[WORK INSTRUCTIONS]: Copy out verbatim the entries below, from the line containing "target | stone rampart wall" through the line containing "column 24, row 186", both lines included, and output nothing else.

Position annotation records
****

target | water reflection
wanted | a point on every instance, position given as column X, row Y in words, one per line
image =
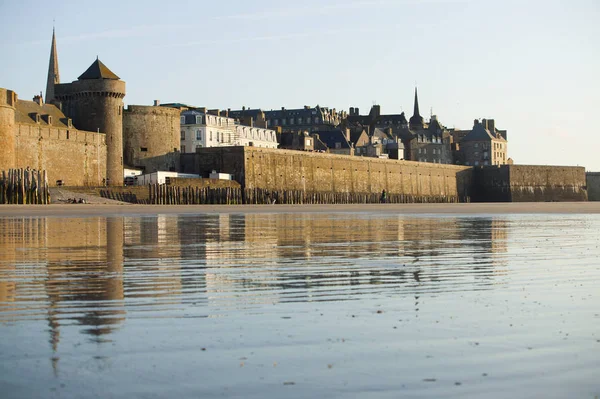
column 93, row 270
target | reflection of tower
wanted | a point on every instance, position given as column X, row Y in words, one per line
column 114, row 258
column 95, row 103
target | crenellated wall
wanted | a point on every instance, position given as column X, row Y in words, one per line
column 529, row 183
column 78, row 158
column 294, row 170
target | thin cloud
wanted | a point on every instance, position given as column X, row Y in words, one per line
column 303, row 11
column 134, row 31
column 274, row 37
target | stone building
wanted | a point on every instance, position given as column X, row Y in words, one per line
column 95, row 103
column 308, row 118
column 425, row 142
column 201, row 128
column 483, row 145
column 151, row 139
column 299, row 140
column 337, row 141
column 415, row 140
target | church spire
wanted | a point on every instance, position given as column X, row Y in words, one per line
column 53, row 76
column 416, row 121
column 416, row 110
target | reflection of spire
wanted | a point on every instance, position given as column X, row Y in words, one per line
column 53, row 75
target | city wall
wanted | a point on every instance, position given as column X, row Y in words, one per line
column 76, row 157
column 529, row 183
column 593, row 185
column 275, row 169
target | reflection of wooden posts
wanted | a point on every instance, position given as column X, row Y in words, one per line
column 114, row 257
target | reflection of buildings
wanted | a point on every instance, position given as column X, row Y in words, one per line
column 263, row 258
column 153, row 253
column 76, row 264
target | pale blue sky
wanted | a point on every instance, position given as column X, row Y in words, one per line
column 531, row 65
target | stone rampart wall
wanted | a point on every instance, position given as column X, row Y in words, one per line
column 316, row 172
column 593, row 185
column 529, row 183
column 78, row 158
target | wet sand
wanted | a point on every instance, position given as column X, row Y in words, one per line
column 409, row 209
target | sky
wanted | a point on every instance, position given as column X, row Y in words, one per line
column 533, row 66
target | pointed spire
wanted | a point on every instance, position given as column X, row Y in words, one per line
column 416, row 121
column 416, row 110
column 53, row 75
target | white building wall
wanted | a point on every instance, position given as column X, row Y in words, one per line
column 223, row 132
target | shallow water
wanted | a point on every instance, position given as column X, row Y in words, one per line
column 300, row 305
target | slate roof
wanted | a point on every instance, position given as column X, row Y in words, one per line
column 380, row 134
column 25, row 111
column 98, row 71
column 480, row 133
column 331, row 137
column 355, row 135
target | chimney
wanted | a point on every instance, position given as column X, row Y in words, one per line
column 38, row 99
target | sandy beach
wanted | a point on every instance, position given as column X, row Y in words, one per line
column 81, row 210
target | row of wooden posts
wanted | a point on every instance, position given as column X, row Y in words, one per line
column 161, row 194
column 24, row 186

****

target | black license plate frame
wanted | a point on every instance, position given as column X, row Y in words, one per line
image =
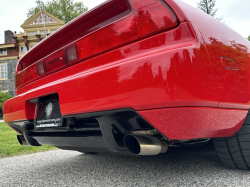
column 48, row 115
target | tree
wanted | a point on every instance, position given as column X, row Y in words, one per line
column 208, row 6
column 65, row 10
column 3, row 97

****

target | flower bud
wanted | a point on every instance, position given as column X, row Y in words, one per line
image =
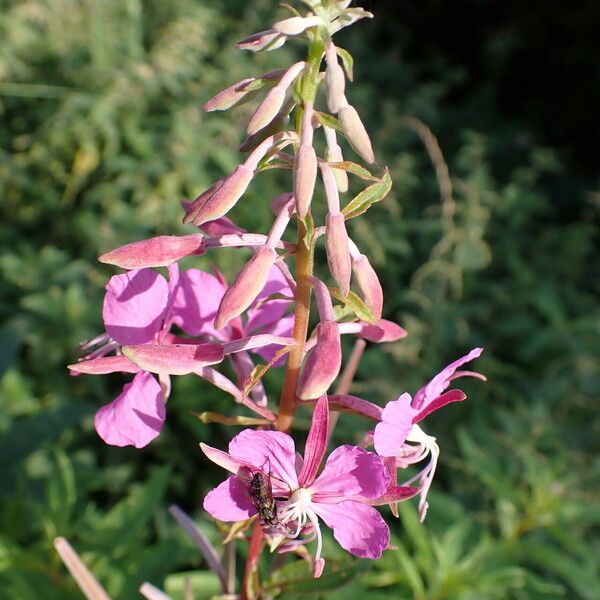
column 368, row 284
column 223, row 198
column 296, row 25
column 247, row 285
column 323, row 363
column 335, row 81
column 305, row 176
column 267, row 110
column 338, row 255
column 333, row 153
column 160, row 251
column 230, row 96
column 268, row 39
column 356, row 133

****

[EXERCISE OUTPUT]:
target | stone rampart wall
wanted | a point on every instance, position given as column X, row Y in words, one per line
column 316, row 172
column 593, row 185
column 529, row 183
column 78, row 158
target | wet sand
wanted | a point on every instance, position given as column X, row Y in words, one per line
column 409, row 209
target | sky
wanted | a point on every instance, position given as column X, row Y in words, one per line
column 533, row 66
target | pointed spire
wanted | a point on every instance, position given as column X, row Y in words, one per line
column 416, row 121
column 416, row 110
column 53, row 75
target | white building wall
wanted | a point on every instance, position given as column X, row Y in words, one per line
column 223, row 132
target | shallow water
wanted | a point on every instance, position given as column X, row Y in words, one per line
column 300, row 305
target | slate roof
wanted | a point on every instance, position given as column X, row Y in words, one per line
column 380, row 134
column 25, row 111
column 98, row 71
column 480, row 133
column 331, row 137
column 355, row 135
target | chimney
wanted | a point on every instance, position given as column X, row Y in words, one per line
column 38, row 99
target | sandy beach
wanted | a point on every instance, position given as column X, row Y in words, one per line
column 81, row 210
target | row of wooden posts
wanted | a point on every instance, position given as column X, row Y in words, one per line
column 161, row 194
column 24, row 186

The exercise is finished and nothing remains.